**Source extract:**
^^^^

The problem is that as far as Helm is concerned, the release has completed successfully. Helm doesn't know about our "delayed startup" approach. All Helm knows is it had resources to install, and they were installed. Helm is done.

To be fair, Helm does have approaches that I think would improve this, namely Chart Hooks and Chart Tests. Plus, theoretically, helm install --wait should work here I think. Unfortunately I've always run into issues with all of these. It's quite possible I'm not using them correctly, so if you have a solution that works, let me know in the comments!

So where does that leave us? Unfortunately, the only approach I've found that works is a somewhat hacky bash script to poll the statuses…

Waiting for releases to finish by polling

So as you've seen, Helm sort of lies about the status of our release, as it says DEPLOYED before our migration pod has succeeded and our application pods are handling requests. However, helm status does give us a hint of how to determine when a release is out: watch the status of the pods.

The following script is based on this hefty post from a few years ago which attempts to achieve exactly what we're talking about—waiting for a Helm release to be complete.

I'll introduce the script below in pieces, and discuss what's it doing first. If you just want to see the final script you can jump to the end of the post.

As this series is focused on Linux containers in Kubernetes, the script below uses Bash. I don't have a PowerShell version of it, but hopefully you can piece one together from my descriptions if that's what you need!

Prerequisites

This script assumes that you have the following:

• The Kubernetes kubectl tool installed, configured to point to your Kubernetes cluster.
• The Helm command line tool installed.
• A chart to install. Typically this would be pushed to a chart repository, but as for the rest of this series, I'm assuming it's unpacked locally.
• Docker images for the apps in your helm chart, tagged with a version DOCKER_TAG, and pushed to a Docker repository accessible by your Kubernetes cluster.

As long as you have all those, you can use the following script.

Installing the Helm chart

The first part of the script sets some variables based on environment variables passed when invoking the script. It then installs the chart CHART into the namespace NAMESPACE, giving it the name RELEASE_NAME, and applying the provided additional arguments HELM_ARGS. You would call the script something like the following:

CHART="my-chart-repo/test-app"
RELEASE_NAME="my-test-app-release" \
NAMESPACE="local" \
HELM_ARGS="--set test-app-cli.image.tag=1.0.0 \
  --set test-app-api.image.tag=1.0.0 \
  --set test-app-service.image.tag=1.0.0 \
" \
./deploy_and_wait.sh

This sets environment variables for the process and calls the ./deploy_and_wait.sh script.

The first part of the script checks that the required variables have been provided, fetches the details of your Kubernetes cluster, and then performs the Helm chart install:

#!/bin/bash
set -euo pipefail

# Required Variables: 
[ -z "$CHART" ] && echo "Need to set CHART" && exit 1;
[ -z "$RELEASE_NAME" ] && echo "Need to set RELEASE_NAME" && exit 1;
[ -z "$NAMESPACE" ] && echo "Need to set NAMESPACE" && exit 1;

# Set the helm context to the same as the kubectl context
KUBE_CONTEXT=$(kubectl config current-context)

# Install/upgrade the chart
helm upgrade --install \
  $RELEASE_NAME \
  $CHART \
  --kube-context "${KUBE_CONTEXT}" \
  --namespace="$NAMESPACE" \
  $HELM_ARGS

Now we've installed the chart, we need to watch for the release to complete (or fail)

^^^^

**Goal A:** Collect every line of the listing that contains the word "calm", treating case as significant.
The listing has nothing to do with the Helm text.

**Dataset excerpt:**
^^^^

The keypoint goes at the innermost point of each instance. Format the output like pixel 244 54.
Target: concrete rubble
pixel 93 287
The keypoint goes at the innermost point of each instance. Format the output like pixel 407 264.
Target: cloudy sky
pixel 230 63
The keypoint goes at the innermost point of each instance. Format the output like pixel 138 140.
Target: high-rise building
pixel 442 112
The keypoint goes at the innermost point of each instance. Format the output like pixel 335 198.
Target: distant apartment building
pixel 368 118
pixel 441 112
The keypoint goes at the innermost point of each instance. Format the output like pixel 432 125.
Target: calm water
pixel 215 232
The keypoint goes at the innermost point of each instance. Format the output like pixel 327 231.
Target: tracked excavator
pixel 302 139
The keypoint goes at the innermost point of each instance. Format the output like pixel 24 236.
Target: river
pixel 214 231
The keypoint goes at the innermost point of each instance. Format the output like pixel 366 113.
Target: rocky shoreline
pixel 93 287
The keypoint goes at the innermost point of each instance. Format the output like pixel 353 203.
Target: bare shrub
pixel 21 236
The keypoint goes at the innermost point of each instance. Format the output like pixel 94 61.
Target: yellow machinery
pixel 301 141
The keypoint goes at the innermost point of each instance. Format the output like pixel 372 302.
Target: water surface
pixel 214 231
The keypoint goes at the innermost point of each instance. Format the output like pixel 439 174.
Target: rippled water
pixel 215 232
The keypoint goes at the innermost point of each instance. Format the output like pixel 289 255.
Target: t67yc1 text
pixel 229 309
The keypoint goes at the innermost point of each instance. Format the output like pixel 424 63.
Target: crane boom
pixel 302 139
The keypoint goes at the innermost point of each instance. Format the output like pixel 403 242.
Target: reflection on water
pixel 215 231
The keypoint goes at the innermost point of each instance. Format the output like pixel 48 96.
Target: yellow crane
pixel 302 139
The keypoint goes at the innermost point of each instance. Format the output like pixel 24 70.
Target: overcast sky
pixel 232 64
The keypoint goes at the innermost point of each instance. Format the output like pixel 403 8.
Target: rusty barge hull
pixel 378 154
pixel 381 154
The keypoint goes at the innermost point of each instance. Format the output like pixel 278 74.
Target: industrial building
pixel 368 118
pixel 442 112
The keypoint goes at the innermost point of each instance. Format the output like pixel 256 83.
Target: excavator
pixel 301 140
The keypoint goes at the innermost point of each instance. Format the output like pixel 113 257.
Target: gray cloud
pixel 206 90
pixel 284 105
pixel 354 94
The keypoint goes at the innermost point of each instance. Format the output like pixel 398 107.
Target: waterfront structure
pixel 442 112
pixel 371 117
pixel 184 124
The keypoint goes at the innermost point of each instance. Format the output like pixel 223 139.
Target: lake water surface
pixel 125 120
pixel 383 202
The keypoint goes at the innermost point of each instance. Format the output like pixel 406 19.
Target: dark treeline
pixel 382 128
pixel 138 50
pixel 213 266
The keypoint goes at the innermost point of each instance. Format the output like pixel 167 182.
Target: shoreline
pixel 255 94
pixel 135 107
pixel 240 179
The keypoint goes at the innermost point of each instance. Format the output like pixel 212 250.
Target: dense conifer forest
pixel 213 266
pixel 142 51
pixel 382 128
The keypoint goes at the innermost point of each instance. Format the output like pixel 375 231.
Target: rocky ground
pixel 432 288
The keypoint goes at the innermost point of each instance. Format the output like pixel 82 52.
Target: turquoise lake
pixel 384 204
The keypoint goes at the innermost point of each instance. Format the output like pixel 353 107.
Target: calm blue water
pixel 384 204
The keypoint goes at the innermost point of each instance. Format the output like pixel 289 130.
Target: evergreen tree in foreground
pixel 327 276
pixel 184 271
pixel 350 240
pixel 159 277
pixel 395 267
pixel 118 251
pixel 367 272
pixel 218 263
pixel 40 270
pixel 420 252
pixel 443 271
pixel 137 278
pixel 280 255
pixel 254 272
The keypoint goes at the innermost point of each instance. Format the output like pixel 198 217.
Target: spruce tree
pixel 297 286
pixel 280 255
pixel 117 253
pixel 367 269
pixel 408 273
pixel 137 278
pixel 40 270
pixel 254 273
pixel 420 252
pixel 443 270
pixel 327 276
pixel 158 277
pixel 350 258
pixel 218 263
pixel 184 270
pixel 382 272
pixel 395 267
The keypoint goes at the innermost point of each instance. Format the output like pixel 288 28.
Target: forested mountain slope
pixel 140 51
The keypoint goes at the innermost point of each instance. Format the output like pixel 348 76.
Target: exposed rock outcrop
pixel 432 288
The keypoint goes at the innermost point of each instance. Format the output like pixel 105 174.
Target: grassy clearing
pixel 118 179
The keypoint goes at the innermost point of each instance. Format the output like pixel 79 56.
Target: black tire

^^^^

**Goal B:** Retype the Helm text from "Waiting for releases" to "of the pods.", matching it character for character.

**Complete answer A:**
Target: calm water
Target: calm blue water

**Complete answer B:**
Waiting for releases to finish by polling

So as you've seen, Helm sort of lies about the status of our release, as it says DEPLOYED before our migration pod has succeeded and our application pods are handling requests. However, helm status does give us a hint of how to determine when a release is out: watch the status of the pods.